Quote the full listing word for word.

>> start Records supplied

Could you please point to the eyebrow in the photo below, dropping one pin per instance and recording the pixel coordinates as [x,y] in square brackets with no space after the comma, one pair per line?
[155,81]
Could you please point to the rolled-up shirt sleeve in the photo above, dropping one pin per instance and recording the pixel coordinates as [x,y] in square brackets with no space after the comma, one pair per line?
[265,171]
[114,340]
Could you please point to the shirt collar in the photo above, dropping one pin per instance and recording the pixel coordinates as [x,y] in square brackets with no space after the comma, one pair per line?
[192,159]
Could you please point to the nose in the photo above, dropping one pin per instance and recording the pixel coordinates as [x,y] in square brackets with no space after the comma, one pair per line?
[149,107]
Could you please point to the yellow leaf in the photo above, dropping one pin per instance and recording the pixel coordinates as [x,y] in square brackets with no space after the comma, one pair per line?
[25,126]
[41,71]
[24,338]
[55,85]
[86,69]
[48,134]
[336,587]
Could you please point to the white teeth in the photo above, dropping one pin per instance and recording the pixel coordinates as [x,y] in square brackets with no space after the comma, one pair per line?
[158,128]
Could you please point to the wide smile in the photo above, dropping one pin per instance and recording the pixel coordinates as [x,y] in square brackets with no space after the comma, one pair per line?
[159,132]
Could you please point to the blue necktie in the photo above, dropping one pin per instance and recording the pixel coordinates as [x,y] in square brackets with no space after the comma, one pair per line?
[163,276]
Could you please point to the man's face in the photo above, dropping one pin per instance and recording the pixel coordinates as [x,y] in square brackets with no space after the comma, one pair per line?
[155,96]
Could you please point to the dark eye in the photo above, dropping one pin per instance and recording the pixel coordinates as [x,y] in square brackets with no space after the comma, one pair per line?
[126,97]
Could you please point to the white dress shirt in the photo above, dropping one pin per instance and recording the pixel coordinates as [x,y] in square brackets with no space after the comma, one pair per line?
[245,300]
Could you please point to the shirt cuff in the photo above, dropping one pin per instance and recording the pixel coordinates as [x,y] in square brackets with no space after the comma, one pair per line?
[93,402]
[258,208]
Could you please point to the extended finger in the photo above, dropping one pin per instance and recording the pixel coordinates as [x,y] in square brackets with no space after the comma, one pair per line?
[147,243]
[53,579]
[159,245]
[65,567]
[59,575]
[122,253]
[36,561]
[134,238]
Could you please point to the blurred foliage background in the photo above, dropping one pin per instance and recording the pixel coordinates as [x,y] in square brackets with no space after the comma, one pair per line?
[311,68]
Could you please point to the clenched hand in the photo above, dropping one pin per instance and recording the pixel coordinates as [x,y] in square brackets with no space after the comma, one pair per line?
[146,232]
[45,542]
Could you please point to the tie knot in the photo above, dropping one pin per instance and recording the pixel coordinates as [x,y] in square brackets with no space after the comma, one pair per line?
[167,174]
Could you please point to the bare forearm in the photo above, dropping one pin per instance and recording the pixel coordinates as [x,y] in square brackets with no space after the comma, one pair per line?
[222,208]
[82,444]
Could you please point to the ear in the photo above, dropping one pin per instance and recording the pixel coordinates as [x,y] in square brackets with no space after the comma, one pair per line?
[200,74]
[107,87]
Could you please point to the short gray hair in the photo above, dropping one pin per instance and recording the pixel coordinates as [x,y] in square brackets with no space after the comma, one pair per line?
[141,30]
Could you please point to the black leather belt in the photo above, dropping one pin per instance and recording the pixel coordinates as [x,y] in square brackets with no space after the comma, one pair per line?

>> end Records supplied

- [Output for this task]:
Could you please point to the eyebrow in the photo below, dropping one pin per instance and recording the pixel coordinates as [x,y] in square brackets with no space after the comma, one pair per line?
[155,81]
Could you please point to the rolled-up shirt sleeve in the photo above, dropping one pin per instance and recording the pixel coordinates as [x,y] in square brackets with no space after the comma, one pair per line?
[265,171]
[114,340]
Could you please point to the shirt collar in the photo above, dropping one pin per instance and recording the pixel coordinates as [x,y] in square brackets with no space after the comma, one pair per line?
[192,159]
Could you please point to the nose in the photo above, dropping one pin per instance and recording the pixel coordinates as [x,y] in square brackets with no space after the comma, one pair per line?
[149,107]
Could you please point to the yellow leaf in the photo above, dropping one pin per instance and recording the pixel coordinates as [x,y] in square brackets with no space after the comma, one pair per line?
[25,126]
[41,71]
[24,338]
[55,85]
[86,69]
[48,134]
[336,587]
Could you please point to the white teeth in the photo above, dropping one pin per instance and recording the pixel coordinates as [x,y] in square brackets with no space after the comma, one pair per line?
[158,128]
Could you please point to the wide smile in the photo above, dropping one pin per instance and recording the pixel coordinates as [x,y] in square brackets with no space after the comma, one pair per line?
[159,132]
Could you please point to the blue necktie in the photo above, dropping one pin per instance and recording the pixel coordinates as [x,y] in square brackets with no space after the comma, one pair per line?
[163,276]
Could you please point to the man's face in the photo above, dropping one pin per instance and recording the pixel coordinates as [x,y] in square brackets with no space after the comma, one pair per line?
[155,96]
Could you please point to the dark eye in the photo above, dropping one pin per instance and recording the pixel coordinates as [x,y] in square brackets with no space after the comma, one pair per line?
[126,97]
Could you please point to the white dress shirt in the photo above, dropping one pin per instance and recording the pixel coordinates as [x,y] in square brackets with no space after the comma, one pair per line?
[245,300]
Could you please point to the shirt cuff in the photo above, dropping one pin per instance and recording the pixel coordinates as [x,y] in square brackets with no space after the comma, one pair per line?
[93,402]
[258,208]
Could you please point to the extended finger in the photo above, dropping one pin per instance and recording the pixel coordinates as [x,y] in square brackets with no space after the comma, one pair per line?
[147,243]
[53,579]
[159,245]
[65,567]
[59,575]
[122,253]
[36,561]
[134,238]
Could you please point to the blurred foliage background in the photo above, dropping one pin per instance and recording the pixel coordinates as [x,y] in square brackets with no space after the comma, one pair per line?
[311,68]
Could you please point to the clenched hand in the photo above, dropping one pin per instance and recording the pixel coordinates as [x,y] in square brackets with no space after the comma, one pair per line?
[146,232]
[45,542]
Could you please point to the tie knot in the photo above, dropping one pin per instance and recording the pixel coordinates as [x,y] in square brackets with no space after the comma, one pair per line?
[167,174]
Could you please point to the bare forearm in the photo above, dropping one pin per instance and recording the pixel coordinates as [x,y] in square brackets with no space after the comma, one pair per line?
[222,208]
[82,444]
Could you please point to the ear in the photo above, dropping one pin per instance and recording the pixel coordinates as [x,y] in square brackets with no space after the comma, one pair per line?
[200,74]
[107,87]
Could you please point to the short gray hair in the photo above, dropping one pin per instance and recording the pixel coordinates as [x,y] in square brackets with no space after the comma, one pair per line?
[141,30]
Could you please point to the black leather belt in the photo above, dropping one pin per instance and recording the pixel coordinates as [x,y] in square brackets with no space after the comma, one pair per line?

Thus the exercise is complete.